(Data listing)

┏━━

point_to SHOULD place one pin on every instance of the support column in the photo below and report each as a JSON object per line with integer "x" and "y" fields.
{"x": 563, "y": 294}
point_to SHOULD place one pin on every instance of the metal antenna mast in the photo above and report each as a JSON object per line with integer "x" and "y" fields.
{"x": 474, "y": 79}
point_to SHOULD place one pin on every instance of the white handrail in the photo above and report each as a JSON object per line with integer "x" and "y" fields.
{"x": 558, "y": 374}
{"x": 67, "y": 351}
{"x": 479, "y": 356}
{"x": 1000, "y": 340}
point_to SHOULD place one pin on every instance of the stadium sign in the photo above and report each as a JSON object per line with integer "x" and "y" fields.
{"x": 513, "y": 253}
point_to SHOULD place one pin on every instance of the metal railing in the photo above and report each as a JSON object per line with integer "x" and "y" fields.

┗━━
┏━━

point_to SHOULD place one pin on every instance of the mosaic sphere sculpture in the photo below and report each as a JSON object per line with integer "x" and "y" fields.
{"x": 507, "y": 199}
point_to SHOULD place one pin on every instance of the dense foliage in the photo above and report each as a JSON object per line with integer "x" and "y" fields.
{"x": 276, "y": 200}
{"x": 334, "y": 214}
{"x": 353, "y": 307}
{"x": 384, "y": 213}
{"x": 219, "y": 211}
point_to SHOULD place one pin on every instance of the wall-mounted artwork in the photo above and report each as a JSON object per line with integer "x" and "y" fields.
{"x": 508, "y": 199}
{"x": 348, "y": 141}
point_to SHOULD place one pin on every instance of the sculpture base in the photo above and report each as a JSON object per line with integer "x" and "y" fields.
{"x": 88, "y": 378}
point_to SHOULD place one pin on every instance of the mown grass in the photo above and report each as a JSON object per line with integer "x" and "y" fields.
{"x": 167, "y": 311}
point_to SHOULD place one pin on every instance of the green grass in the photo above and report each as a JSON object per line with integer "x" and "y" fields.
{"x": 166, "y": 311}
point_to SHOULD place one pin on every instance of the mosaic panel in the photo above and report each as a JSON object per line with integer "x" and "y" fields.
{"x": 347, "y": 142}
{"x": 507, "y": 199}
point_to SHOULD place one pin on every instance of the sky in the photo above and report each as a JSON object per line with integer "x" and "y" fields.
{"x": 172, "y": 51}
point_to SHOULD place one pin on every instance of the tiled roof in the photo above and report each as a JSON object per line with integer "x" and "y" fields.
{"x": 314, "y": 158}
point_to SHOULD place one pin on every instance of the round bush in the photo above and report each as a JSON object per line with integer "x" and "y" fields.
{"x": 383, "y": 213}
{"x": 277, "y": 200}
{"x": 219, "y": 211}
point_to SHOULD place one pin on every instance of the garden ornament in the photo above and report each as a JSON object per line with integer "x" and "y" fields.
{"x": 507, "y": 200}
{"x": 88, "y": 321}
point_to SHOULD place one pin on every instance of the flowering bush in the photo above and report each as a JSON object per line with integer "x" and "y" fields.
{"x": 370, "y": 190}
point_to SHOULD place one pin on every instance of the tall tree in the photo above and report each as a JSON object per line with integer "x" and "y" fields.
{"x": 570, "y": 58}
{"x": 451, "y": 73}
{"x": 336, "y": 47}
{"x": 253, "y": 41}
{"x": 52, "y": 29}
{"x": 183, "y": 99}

┗━━
┏━━

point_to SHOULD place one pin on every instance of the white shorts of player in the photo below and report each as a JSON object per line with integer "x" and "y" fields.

┗━━

(Prompt) Find each line in the records above that contains the word "below" and copy those lines out in full.

(Complete response)
point_to SHOULD place one pin on every instance of the support column in the photo below and report each as a JSON object per line with integer "x" and "y" fields.
point_to SHOULD place one pin on every instance of the mosaic sphere sculpture in the photo below and report each as a JSON object per line with integer "x" and "y" fields.
point_to SHOULD place one pin on every instance of the white shorts of player in the photo below and report each as a JSON object per line with integer "x" and "y" fields.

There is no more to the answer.